Available data: Begin

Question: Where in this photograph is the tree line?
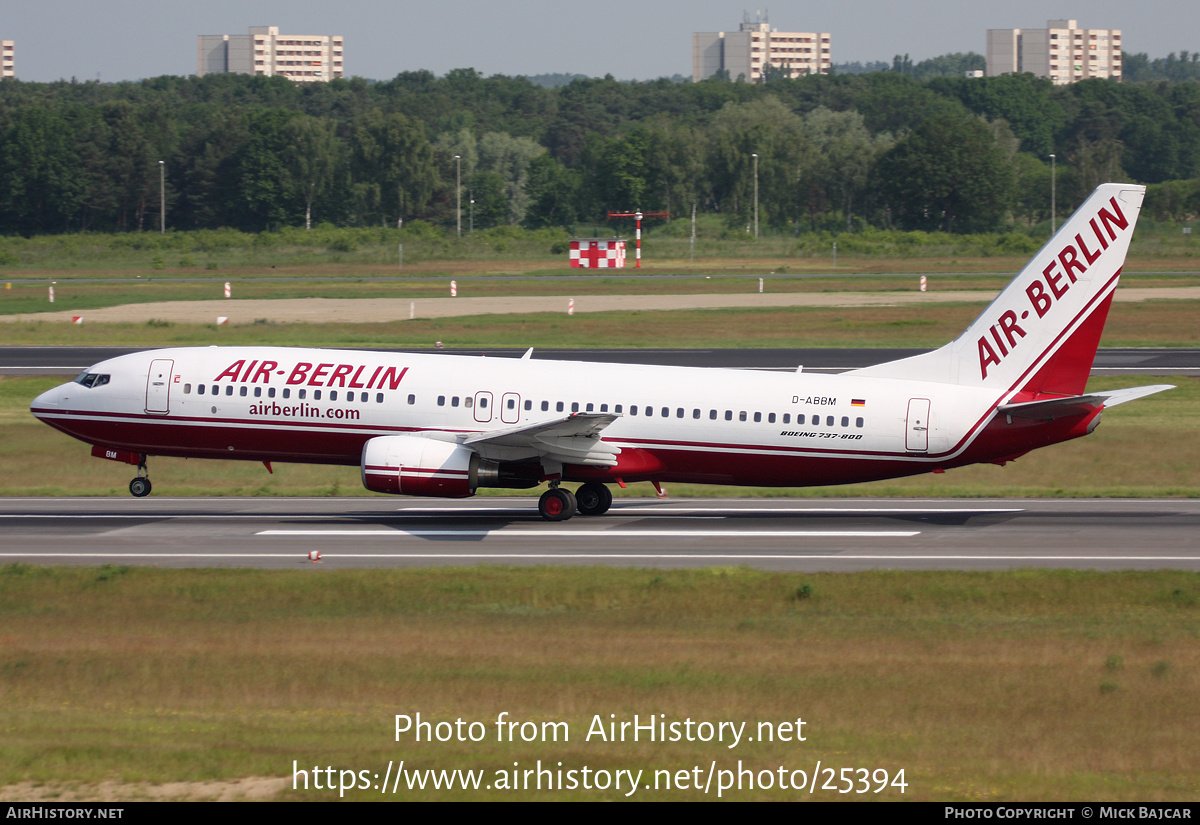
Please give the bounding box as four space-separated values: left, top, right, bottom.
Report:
0 64 1197 237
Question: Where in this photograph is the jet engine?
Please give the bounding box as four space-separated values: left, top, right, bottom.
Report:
361 435 539 497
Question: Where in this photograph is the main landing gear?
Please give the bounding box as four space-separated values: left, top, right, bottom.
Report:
128 457 151 498
537 482 613 521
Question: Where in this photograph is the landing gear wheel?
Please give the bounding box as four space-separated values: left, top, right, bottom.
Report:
538 488 577 521
575 482 613 516
129 477 151 497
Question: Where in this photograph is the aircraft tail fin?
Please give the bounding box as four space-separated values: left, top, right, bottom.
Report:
849 183 1146 402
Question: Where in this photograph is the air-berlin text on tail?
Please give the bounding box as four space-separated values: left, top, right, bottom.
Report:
977 195 1129 380
213 359 410 390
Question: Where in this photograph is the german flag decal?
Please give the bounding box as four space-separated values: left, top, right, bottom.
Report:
851 399 866 407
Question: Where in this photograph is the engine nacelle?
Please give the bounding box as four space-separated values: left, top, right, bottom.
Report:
361 435 482 498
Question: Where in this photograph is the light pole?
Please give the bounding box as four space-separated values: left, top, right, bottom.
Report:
454 155 462 238
158 160 165 234
751 153 759 239
1049 153 1056 235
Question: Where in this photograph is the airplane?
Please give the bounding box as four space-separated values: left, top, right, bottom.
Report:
31 183 1172 521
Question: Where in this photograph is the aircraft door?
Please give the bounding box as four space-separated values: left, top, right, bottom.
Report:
501 392 521 424
473 391 493 423
906 398 930 452
145 359 174 414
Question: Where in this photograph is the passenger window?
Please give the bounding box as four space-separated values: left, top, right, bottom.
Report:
739 411 747 422
347 392 355 401
692 409 701 419
240 386 248 397
184 384 192 394
198 385 206 396
524 400 532 411
856 417 864 428
826 416 834 426
507 399 515 409
600 404 608 412
226 386 234 396
614 405 622 413
676 408 684 418
479 397 488 408
661 407 669 418
282 388 290 399
314 390 321 400
438 396 446 406
709 410 717 420
330 391 338 401
268 388 276 398
451 396 459 407
298 389 306 399
630 406 638 416
254 387 262 398
571 402 579 412
645 407 653 417
725 410 732 421
465 397 473 408
841 416 849 427
753 412 762 423
768 413 776 423
541 401 549 411
586 403 594 412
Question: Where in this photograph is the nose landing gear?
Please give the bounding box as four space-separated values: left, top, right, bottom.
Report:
129 458 151 497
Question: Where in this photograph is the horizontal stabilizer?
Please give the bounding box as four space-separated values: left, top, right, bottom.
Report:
998 384 1173 420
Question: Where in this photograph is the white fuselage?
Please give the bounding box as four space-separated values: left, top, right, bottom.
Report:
32 346 1025 488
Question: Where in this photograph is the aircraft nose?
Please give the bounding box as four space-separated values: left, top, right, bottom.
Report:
31 383 70 416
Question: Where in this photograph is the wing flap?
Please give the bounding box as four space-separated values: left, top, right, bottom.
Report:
462 413 621 467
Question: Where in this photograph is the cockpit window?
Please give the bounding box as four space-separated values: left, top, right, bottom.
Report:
73 372 110 389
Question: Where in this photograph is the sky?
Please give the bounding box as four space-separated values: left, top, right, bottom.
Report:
3 0 1199 83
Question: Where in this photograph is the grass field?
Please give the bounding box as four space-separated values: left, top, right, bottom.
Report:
2 565 1198 801
3 297 1200 349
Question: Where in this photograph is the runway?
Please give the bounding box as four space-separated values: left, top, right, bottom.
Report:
2 497 1196 571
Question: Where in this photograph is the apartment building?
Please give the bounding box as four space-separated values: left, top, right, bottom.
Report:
987 19 1121 84
198 26 343 82
694 14 830 83
2 41 13 79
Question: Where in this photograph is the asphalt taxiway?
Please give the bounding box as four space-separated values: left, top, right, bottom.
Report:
1 497 1195 571
3 346 1199 375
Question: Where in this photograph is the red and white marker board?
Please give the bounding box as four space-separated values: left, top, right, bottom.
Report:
568 239 626 269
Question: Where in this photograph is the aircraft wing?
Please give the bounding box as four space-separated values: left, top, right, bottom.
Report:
461 412 621 466
998 384 1174 420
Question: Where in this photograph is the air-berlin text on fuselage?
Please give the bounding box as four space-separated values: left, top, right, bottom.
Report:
212 359 409 390
977 195 1129 380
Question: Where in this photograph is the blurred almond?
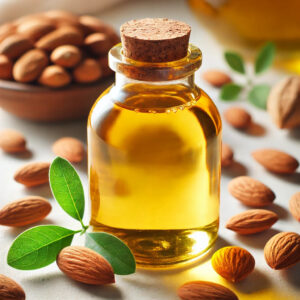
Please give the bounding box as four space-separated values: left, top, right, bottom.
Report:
73 58 102 83
0 274 25 300
84 33 112 55
50 45 81 68
289 192 300 222
264 232 300 269
252 149 299 174
0 129 26 153
224 107 252 129
38 65 71 88
222 143 234 167
0 54 13 79
0 35 33 59
202 70 232 87
52 137 85 163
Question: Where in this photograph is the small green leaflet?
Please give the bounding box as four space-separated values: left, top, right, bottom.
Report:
248 84 270 109
255 42 275 74
220 83 242 101
49 157 85 222
224 51 245 74
86 232 136 275
7 225 77 270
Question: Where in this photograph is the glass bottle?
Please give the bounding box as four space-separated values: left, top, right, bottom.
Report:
88 18 222 268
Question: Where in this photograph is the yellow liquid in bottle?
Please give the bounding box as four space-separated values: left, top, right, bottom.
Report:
88 83 221 267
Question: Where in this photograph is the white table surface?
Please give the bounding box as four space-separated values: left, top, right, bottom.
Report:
0 0 299 299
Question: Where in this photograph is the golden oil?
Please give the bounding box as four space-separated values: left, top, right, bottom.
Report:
88 43 221 268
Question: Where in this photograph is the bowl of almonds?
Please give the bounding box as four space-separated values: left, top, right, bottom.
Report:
0 10 118 122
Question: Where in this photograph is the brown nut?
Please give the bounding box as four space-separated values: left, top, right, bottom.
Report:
221 143 234 167
0 129 26 153
0 23 16 43
73 58 102 83
50 45 81 68
39 65 71 88
0 54 13 79
0 35 33 59
84 33 112 55
202 70 232 87
224 107 252 129
0 274 25 300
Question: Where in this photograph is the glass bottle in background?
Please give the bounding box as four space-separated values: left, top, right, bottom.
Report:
88 18 221 268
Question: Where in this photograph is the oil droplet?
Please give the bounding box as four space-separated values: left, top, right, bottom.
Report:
134 108 140 113
166 109 171 113
179 105 184 110
171 107 177 113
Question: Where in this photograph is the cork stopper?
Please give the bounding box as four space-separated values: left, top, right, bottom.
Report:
120 18 191 63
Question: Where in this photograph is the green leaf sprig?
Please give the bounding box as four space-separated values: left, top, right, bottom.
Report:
221 42 275 109
7 157 136 275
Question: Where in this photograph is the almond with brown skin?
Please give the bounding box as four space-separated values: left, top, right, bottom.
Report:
202 70 232 87
178 281 238 300
43 10 79 28
252 149 299 174
35 27 83 51
50 45 81 68
0 196 51 227
0 129 26 153
0 35 33 59
0 54 13 79
289 192 300 222
228 176 275 207
0 274 25 300
84 33 112 55
264 232 300 270
57 246 115 285
224 107 252 129
14 162 50 187
226 209 278 235
222 143 234 167
38 65 71 88
13 49 48 83
212 246 255 282
73 58 102 83
52 137 85 163
0 23 16 43
79 15 111 34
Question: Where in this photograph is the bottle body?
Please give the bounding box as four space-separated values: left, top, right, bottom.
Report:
88 45 221 267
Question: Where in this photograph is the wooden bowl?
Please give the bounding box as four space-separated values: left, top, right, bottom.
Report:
0 76 113 122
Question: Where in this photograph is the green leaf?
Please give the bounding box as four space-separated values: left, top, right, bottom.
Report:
248 84 270 109
7 225 77 270
255 42 275 74
86 232 136 275
220 83 242 101
49 157 85 222
224 51 245 74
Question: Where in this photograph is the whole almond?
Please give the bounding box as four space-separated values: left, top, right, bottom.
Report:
0 54 13 79
178 281 238 300
14 162 50 187
73 58 102 83
212 246 255 282
17 19 55 41
202 70 232 87
264 232 300 269
50 45 81 68
52 137 85 163
57 246 115 285
222 143 234 167
0 274 25 300
0 196 51 227
289 192 300 222
13 49 48 83
228 176 275 207
0 129 26 153
0 23 16 43
223 107 252 129
43 10 79 28
252 149 299 174
79 15 111 34
0 35 33 59
84 33 112 55
226 209 278 235
35 27 83 51
38 65 71 88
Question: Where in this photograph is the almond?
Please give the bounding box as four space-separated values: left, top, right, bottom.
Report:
264 232 300 269
38 65 71 88
98 56 113 77
0 54 13 79
222 143 234 167
13 49 48 83
79 15 111 34
43 10 79 28
252 149 299 174
52 137 85 163
289 192 300 222
0 196 51 227
212 246 255 282
178 281 238 300
17 19 55 41
0 35 33 59
0 274 25 300
50 45 81 68
57 246 115 285
73 58 102 83
35 27 83 51
226 209 278 235
14 162 50 187
84 33 112 55
228 176 275 207
223 107 252 129
0 23 16 43
202 70 232 87
0 129 26 153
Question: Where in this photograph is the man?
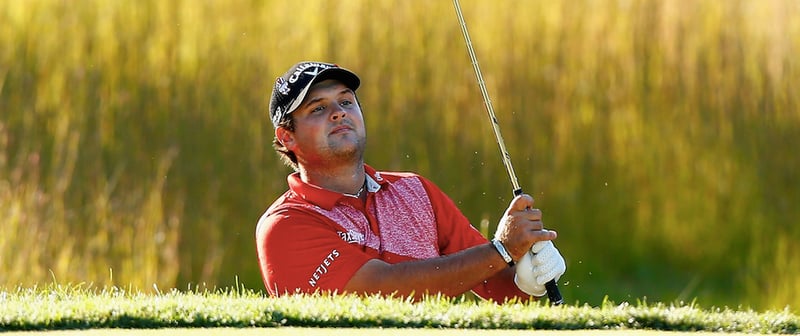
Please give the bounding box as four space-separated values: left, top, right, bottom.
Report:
256 61 565 302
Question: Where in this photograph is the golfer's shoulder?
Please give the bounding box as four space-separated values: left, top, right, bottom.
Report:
375 170 443 193
258 192 317 223
374 170 426 182
256 193 325 237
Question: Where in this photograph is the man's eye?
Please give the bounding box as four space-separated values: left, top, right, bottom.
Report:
341 100 352 106
312 105 325 113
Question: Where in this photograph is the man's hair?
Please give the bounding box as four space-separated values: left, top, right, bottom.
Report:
272 115 298 170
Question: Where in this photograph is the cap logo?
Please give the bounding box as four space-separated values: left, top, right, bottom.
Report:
287 62 335 83
275 77 290 95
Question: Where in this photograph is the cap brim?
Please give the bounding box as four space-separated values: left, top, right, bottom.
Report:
285 68 361 114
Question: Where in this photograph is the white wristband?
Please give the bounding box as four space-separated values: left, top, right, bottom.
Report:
491 239 515 266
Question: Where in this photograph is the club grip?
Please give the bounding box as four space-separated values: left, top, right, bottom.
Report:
545 279 563 305
515 188 564 305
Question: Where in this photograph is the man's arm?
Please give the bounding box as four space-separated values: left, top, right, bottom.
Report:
343 242 509 298
343 194 556 300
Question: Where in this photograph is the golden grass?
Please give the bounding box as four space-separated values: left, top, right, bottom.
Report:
0 0 798 311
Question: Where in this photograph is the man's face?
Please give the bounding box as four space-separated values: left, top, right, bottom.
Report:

Available data: End

**Requirement**.
All that is wanted is a faithful reproduction of the line above with "Question: Where in this photograph is the glass bottle?", the line with "Question: Where in this photograph is the bowl", and every line in between.

**Reply to the task**.
Question: Where in this photograph is the glass bottle?
Please give the bounding box as four space-separated values: left, top, right, bottom.
Report:
88 18 222 268
Question: Where in this photograph is the yellow liquid in bottle?
Please give the bounding box as four space-separated values: left, top, right, bottom.
Report:
88 83 221 267
Question: Where in this photograph is the white table surface?
Please give the bounding box as four space-separated values: left, top, right, bottom.
Report:
0 0 299 299
Question: Where in this photograph is the golden oil?
Please give the bounding box as four space-separated values: left, top, right, bottom.
Report:
88 43 221 268
Question: Where in this photograph is the bowl of almonds?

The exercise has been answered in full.